> **Extrait du document**:
Joyeux anniversaire Notre-Dame de Kibeho, ne pleurez plus

Joyeux anniversaire Notre-Dame de Kibeho, ne pleurez plus

Par Antoine Bordier

Le 28 novembre 1981, il y a 40 ans, dans le sud du Rwanda, à Kibeho exactement, apparaît la Vierge Marie à une jeune collégienne, Alphonsine Mumureke. Elle a 16 ans. Elles seront trois voyantes, en tout, à bénéficier de la présence de celle qui apparaît sous le vocable de Notre-Dame des 7 Douleurs. Reconnues par l’Eglise, ces apparitions, qui ont duré 8 ans, jusqu’au 28 novembre 1989, ont annoncé le génocide Rwandais de 1994. Alphonsine en est la seule survivante. Lors de son apparition du 15 août 1982, la « Vierge Marie pleure », à cause des péchés de ses enfants, à cause de nous. Le père Daniel-Ange, qui a vécu 12 ans au Rwanda, évoque ce « gouffre vers lequel toute l’humanité glisse encore aujourd’hui. » Reportage en eau vive mouvementée.

> **Consigne**:
Résumez en deux phrases l'extrait sur les apparitions de Kibeho. Appuyez-vous uniquement sur l'extrait.

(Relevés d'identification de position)
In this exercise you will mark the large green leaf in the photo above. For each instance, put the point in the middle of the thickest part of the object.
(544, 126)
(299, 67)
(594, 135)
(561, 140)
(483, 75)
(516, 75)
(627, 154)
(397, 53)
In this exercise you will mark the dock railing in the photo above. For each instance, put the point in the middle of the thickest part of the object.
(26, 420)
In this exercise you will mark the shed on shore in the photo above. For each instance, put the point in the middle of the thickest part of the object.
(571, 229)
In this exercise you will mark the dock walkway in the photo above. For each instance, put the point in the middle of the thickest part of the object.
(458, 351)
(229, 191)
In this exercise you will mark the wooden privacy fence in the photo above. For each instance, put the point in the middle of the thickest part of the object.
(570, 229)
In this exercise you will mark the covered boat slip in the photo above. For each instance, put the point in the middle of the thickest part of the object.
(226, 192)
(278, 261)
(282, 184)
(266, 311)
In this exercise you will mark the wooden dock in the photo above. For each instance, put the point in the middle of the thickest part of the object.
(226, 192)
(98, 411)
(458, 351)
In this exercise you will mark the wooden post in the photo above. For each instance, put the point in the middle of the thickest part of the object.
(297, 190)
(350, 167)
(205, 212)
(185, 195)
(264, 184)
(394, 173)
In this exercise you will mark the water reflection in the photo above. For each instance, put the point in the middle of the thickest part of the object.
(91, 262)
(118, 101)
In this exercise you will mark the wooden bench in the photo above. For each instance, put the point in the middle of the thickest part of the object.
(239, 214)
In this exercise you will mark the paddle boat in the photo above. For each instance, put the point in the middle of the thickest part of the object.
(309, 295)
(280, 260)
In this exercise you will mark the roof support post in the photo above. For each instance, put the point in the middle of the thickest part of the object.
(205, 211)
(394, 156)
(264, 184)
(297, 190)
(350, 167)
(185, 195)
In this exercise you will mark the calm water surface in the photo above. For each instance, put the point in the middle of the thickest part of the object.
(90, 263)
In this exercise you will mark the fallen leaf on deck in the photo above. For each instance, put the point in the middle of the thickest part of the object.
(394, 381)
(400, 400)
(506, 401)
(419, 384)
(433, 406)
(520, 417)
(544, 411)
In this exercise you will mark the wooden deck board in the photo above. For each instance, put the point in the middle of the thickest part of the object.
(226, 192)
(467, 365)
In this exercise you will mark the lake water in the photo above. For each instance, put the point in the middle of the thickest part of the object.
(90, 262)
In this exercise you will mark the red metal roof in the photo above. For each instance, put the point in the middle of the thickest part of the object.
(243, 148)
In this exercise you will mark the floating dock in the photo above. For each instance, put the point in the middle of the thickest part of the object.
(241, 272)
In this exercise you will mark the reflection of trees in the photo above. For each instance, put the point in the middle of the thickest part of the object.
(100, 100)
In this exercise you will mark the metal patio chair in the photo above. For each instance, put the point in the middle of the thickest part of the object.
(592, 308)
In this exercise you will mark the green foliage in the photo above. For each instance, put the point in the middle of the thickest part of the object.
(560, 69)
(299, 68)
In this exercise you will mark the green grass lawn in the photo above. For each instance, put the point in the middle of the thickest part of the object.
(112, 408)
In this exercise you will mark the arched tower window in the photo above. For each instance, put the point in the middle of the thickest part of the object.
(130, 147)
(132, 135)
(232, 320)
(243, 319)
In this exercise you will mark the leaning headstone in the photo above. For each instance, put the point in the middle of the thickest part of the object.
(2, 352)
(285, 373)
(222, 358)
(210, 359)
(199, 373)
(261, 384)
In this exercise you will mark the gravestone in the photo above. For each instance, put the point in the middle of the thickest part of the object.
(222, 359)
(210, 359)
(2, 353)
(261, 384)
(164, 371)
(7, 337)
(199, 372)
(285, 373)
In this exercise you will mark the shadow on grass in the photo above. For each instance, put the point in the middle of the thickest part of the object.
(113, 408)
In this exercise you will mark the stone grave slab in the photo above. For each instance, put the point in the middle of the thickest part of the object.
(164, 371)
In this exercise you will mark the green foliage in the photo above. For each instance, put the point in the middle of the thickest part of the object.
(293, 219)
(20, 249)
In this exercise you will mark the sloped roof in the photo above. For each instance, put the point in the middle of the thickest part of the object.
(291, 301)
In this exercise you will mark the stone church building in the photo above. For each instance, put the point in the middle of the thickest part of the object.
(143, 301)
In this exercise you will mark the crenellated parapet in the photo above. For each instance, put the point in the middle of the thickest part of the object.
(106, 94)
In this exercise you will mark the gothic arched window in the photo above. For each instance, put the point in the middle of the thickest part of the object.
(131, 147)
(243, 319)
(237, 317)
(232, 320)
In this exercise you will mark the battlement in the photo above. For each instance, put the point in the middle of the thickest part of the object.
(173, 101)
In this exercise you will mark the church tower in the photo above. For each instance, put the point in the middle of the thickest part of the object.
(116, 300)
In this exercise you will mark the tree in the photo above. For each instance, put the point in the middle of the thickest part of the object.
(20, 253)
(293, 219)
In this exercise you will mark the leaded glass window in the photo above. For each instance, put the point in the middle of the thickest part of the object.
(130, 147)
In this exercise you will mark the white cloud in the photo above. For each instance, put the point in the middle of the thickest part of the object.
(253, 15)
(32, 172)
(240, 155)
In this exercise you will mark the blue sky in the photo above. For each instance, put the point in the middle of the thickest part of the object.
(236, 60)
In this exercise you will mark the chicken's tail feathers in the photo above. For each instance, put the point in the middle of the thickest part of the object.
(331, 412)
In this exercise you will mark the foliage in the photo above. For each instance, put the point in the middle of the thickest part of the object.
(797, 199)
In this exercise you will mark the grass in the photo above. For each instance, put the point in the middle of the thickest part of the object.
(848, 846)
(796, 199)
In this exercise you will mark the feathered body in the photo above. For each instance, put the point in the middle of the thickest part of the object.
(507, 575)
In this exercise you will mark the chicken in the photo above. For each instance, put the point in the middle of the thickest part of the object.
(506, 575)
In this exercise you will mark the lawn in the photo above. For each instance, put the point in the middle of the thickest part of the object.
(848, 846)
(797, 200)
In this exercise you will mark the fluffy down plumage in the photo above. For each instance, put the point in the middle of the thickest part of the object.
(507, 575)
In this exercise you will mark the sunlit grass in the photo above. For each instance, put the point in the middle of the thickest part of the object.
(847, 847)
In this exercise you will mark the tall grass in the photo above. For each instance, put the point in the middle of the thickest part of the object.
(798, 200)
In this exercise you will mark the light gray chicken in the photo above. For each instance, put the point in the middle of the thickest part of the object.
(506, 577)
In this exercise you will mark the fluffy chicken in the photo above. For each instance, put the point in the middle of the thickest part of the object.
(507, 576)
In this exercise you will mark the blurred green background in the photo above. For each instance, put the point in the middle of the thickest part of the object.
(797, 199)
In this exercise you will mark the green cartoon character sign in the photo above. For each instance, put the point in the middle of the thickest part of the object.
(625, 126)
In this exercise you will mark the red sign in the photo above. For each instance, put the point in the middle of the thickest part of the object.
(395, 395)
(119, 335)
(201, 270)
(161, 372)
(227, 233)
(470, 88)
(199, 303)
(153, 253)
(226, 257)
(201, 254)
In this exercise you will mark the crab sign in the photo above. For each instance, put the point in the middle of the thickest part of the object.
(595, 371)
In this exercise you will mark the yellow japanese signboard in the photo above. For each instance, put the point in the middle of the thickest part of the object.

> **Réponse rédigée**:
Le 28 novembre 1981, à Kibeho, dans le sud du Rwanda, la Vierge Marie est apparue à Alphonsine Mumureke, une collégienne de 16 ans, et trois voyantes en tout ont bénéficié de la présence de Notre-Dame des 7 Douleurs. Reconnues par l'Église, ces apparitions ont duré huit ans, jusqu'au 28 novembre 1989, et ont annoncé le génocide rwandais de 1994.